• **Dataset items**:
***

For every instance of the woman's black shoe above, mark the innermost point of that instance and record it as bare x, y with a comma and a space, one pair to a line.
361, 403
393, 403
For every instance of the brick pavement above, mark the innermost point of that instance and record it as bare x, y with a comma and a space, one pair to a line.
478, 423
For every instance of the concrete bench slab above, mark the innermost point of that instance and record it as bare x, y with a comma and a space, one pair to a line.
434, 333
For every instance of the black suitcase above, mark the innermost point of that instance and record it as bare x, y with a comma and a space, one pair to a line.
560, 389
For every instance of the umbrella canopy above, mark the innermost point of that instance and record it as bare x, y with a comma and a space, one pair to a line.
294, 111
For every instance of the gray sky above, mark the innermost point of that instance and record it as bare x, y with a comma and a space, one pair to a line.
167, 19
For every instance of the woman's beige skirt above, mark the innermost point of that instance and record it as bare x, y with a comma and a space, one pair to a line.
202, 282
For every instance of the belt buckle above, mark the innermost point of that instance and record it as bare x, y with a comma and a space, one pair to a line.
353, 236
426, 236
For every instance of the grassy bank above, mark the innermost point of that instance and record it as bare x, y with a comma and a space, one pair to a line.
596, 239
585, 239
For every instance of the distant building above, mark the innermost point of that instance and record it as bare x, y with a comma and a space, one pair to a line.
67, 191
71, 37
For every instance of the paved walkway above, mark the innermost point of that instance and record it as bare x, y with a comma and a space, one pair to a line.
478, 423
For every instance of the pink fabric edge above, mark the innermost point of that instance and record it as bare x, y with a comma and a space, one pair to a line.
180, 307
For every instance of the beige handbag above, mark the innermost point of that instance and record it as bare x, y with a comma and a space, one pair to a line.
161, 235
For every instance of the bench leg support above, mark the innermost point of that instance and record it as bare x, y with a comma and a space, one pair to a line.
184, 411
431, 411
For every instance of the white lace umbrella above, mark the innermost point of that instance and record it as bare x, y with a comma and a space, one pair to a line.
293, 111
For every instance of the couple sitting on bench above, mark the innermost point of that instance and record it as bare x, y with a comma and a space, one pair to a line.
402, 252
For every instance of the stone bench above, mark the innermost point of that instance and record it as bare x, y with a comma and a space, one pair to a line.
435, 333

***

Rewrite the stretch of records from the line containing "For every instance of the stone" through the end of the records, requests included, and offset every coordinate in the answers by -102.

For every instance of the stone bench above, mark the innermost point of that instance and record it as bare x, y with a comma and a space, one pair to a line.
333, 231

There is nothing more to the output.